[Data excerpts]
-*-
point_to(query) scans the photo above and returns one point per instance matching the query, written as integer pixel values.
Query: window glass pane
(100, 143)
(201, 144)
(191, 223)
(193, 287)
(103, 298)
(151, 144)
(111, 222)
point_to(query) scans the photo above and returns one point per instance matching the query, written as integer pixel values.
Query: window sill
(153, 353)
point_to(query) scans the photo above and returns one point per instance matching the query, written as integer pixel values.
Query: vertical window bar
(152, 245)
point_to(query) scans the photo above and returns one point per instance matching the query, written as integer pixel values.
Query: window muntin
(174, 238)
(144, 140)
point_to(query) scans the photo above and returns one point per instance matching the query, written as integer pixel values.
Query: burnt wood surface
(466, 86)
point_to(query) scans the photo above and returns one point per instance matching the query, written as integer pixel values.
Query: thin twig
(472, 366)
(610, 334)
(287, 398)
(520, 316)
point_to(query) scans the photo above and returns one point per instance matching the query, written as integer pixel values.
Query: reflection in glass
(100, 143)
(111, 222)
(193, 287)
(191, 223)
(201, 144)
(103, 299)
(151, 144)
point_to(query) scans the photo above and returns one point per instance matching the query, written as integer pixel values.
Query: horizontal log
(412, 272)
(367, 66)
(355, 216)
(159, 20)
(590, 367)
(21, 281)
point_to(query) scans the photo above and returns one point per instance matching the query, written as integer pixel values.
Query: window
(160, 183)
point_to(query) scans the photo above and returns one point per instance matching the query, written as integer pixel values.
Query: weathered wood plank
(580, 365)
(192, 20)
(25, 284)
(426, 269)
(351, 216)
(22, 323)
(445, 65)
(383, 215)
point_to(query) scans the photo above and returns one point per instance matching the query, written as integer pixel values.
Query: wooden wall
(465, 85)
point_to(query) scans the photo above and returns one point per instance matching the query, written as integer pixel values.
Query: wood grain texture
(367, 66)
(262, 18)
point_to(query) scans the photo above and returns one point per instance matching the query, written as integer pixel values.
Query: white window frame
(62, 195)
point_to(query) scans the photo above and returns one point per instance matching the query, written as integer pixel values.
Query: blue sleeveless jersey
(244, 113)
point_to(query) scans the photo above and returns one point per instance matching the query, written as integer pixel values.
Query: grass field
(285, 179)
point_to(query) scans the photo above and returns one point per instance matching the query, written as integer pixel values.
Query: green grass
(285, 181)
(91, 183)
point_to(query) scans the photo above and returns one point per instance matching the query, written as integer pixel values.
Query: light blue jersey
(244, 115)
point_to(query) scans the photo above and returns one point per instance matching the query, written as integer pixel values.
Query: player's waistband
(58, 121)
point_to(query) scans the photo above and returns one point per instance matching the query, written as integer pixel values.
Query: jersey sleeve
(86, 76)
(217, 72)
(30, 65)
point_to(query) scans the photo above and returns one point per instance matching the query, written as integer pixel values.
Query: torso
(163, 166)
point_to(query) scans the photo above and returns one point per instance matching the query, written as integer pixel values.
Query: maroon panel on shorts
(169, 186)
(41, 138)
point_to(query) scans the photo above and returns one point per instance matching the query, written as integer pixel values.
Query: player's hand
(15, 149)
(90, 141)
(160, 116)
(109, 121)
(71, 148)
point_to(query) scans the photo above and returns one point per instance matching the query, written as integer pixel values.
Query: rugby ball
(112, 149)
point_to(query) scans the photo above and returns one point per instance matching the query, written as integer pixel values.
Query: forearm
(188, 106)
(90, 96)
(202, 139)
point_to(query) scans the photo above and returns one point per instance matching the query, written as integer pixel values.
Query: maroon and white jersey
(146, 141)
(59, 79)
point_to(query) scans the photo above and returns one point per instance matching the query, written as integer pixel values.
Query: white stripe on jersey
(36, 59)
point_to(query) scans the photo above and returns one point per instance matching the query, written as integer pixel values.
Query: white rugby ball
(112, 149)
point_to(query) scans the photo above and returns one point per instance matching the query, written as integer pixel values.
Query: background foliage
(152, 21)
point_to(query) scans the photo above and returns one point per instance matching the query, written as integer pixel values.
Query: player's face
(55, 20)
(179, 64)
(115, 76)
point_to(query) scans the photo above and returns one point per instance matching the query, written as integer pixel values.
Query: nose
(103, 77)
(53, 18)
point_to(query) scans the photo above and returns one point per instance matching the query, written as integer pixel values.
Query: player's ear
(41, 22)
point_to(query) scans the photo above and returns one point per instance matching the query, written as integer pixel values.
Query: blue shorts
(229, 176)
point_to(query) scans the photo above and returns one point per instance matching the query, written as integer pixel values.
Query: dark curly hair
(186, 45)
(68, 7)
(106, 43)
-*-
Activity: Reproduce the data, keeping every line exactly the same.

Your solution:
point_to(query) scans the photo above and returns one point per instance matching the query, written as integer pixel values.
Query: window glass pane
(100, 143)
(201, 144)
(191, 223)
(193, 287)
(103, 298)
(151, 144)
(111, 222)
point_to(query) scans the photo above and returns one point per instance matching the query, written as integer pixel values.
Query: window sill
(153, 353)
point_to(query) scans the photo above and returns one point per instance matching the query, written as integer pixel values.
Query: vertical window bar
(152, 245)
point_to(query) scans the photo above and returns one point per instance matching the query, written as integer pixel values.
Query: window muntin
(174, 238)
(144, 140)
point_to(query) scans the photo above and returns one point per instance matching the query, written as integer pixel values.
Query: burnt wood surface
(466, 86)
point_to(query) scans the photo above and returns one point per instance matching the query, written as integer pixel values.
Query: thin twig
(472, 366)
(610, 334)
(287, 398)
(520, 316)
point_to(query) scans the photo above and returns one point per instance matching the query, written as integer pixel values.
Query: reflection in glass
(100, 143)
(111, 222)
(193, 287)
(191, 223)
(201, 144)
(103, 299)
(151, 144)
point_to(query) scans the photo above and returns one point per instance matching the query, written as integer pixel values.
Query: horizontal log
(412, 272)
(367, 66)
(355, 216)
(159, 20)
(590, 367)
(21, 281)
point_to(query) scans the photo above and returns one point per instance matching the query, written as integer pixel values.
Query: window
(160, 183)
point_to(query) scans the photo above and returns one point per instance matching the query, written as integer pixel values.
Query: weathered wood plank
(580, 365)
(192, 20)
(25, 284)
(426, 269)
(351, 216)
(22, 323)
(445, 65)
(383, 215)
point_to(query) scans the photo above and returns one point per instance matching the query, written as integer pixel values.
Query: wooden wall
(465, 85)
point_to(query) scans the photo above and returns one point per instance matching the query, written as integer pixel values.
Query: wood grain texture
(367, 66)
(262, 18)
point_to(query) scans the photo above and returns one point per instance matching the query, written as integer pixel values.
Query: white window frame
(62, 195)
point_to(query) scans the photo above and returns one point per instance matching the query, written as integer pixel values.
Query: blue sleeveless jersey
(244, 113)
point_to(query) scans the photo above and returns one point per instance matching the query, written as integer pixel values.
Query: grass field
(285, 179)
point_to(query) scans the photo above and returns one point per instance matching the query, written as integer pixel values.
Query: green grass
(285, 181)
(91, 183)
point_to(query) scans the photo above and returns one point per instance matching the query, written as integer pixel values.
Query: light blue jersey
(244, 115)
point_to(query) scans the photo above and returns one point per instance matching the query, written as integer pixel values.
Query: player's waistband
(58, 121)
point_to(query) scans the photo above and returns one point per instance matching the query, written as integer pixel values.
Query: jersey sleeve
(86, 76)
(217, 72)
(30, 65)
point_to(query) scans the photo above and returns one point per instance matching the query, written as integer pixel values.
Query: torso
(163, 166)
point_to(query) scans the photo above and returns one point per instance matching the query, written as integer pixel values.
Query: maroon panel on shorts
(169, 186)
(41, 138)
point_to(query) scans the photo above and returns one point per instance matching the query, written as integer pixel values.
Query: player's hand
(15, 149)
(90, 141)
(160, 116)
(109, 121)
(71, 148)
point_to(query) scans the photo above and returns one point per instance matching the query, written as integer pixel values.
Query: rugby ball
(112, 149)
point_to(query) scans the photo above and returns one point per instance matching the query, written as integer pixel values.
Query: forearm
(188, 106)
(90, 96)
(202, 139)
point_to(query) scans the photo above and returns one point per instance matching the query, written as integer pixel values.
Query: maroon and white jersey
(146, 141)
(59, 79)
point_to(query) scans the photo above and returns one point per instance matching the query, written as integer pixel values.
Query: white stripe on jersey
(36, 59)
point_to(query) scans the photo above and returns one point per instance matching the query, written as integer pixel values.
Query: white rugby ball
(112, 149)
point_to(query) scans the photo above and returns one point per instance matching the query, written as integer pixel values.
Query: background foliage
(152, 21)
point_to(query) scans the photo above and returns one point per instance matching the query, written as integer pixel values.
Query: player's face
(55, 20)
(179, 64)
(115, 76)
point_to(query) scans the photo above and returns one point per instance matching the query, written as integer pixel values.
Query: nose
(103, 77)
(53, 18)
point_to(query) scans the photo above and returns one point per instance matching the query, written as integer pixel values.
Query: player's ear
(41, 22)
point_to(query) scans the photo above and returns one point per instance matching the query, written as integer pixel values.
Query: blue shorts
(229, 176)
point_to(query) scans the photo above and returns one point per instance matching the query, written as integer pixel values.
Query: dark curly hair
(186, 45)
(68, 7)
(106, 43)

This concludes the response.